(Named-object pointing records)
================
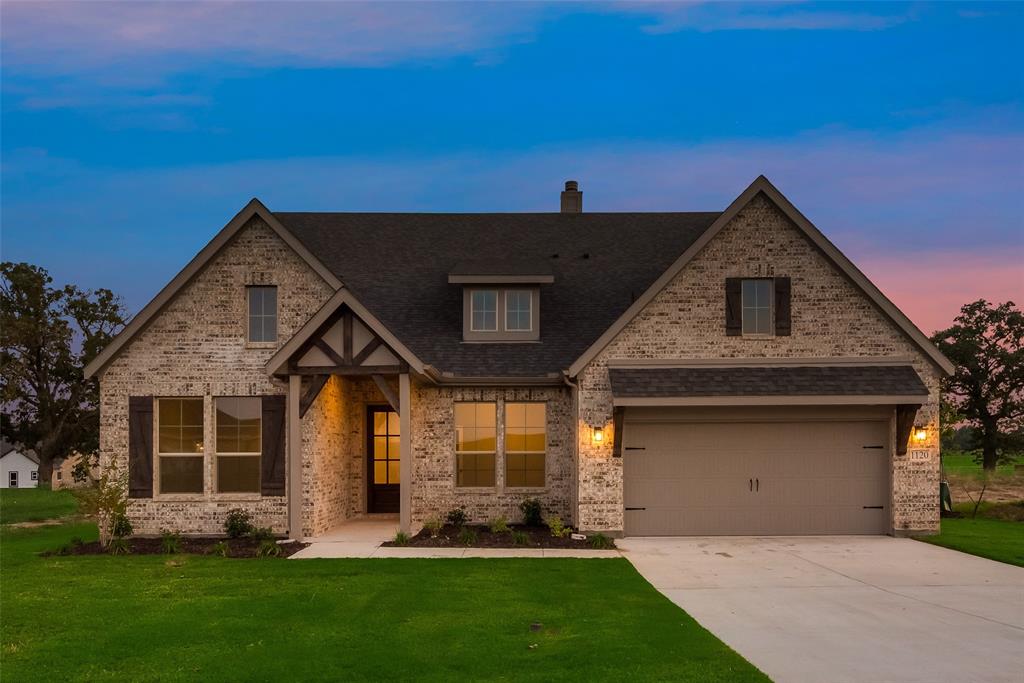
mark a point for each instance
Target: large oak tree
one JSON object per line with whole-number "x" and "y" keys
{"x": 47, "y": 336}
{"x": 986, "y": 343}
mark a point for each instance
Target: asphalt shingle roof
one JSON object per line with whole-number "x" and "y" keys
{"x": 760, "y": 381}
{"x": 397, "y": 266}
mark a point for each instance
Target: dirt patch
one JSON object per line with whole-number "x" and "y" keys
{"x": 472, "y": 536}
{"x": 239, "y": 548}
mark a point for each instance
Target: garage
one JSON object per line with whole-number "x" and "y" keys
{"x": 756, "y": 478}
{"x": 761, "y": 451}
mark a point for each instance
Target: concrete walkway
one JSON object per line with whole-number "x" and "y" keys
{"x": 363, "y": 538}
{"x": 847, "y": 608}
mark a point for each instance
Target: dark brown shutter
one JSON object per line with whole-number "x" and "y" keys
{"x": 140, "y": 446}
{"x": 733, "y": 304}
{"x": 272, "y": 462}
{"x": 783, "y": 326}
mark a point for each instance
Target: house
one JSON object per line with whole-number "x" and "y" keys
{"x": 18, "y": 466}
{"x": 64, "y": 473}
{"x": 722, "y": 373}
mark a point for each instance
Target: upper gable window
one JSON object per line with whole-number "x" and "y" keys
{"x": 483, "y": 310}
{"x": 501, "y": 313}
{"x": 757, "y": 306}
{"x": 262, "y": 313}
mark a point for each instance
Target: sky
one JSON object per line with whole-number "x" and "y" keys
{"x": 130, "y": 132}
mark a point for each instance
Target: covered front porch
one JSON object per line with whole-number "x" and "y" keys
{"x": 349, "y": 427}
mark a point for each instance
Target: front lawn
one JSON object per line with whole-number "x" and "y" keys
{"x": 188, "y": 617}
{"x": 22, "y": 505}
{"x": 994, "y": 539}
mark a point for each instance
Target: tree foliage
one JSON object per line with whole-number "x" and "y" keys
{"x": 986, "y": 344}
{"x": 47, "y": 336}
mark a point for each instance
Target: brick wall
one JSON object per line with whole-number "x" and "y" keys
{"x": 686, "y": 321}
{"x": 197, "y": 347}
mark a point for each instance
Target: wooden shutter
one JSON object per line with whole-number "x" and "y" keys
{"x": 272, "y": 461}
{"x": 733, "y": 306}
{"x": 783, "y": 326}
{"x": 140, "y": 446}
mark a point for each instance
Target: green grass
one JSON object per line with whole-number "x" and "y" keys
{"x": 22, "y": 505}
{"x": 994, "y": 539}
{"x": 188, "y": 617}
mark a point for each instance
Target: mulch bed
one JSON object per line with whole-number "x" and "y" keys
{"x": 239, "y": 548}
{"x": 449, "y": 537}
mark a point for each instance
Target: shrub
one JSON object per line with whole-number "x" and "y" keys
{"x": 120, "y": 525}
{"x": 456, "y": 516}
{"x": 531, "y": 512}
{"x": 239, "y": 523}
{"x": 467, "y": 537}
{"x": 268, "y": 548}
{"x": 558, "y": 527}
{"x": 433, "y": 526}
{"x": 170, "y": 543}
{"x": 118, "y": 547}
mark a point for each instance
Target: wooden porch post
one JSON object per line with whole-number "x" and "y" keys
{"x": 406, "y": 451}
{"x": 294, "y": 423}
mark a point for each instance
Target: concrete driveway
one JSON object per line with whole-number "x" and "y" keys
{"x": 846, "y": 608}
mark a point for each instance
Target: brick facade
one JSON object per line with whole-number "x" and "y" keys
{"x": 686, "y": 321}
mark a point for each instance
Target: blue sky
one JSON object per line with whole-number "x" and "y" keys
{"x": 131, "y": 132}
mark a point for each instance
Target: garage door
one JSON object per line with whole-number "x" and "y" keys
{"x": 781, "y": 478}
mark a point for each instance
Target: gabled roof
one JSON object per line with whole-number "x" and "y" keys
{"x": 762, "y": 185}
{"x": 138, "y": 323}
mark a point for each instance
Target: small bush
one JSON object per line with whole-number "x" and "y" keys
================
### What is expected
Gather every line of the records that contains the word "concrete".

### Solution to this problem
Target: concrete walkway
Target: concrete driveway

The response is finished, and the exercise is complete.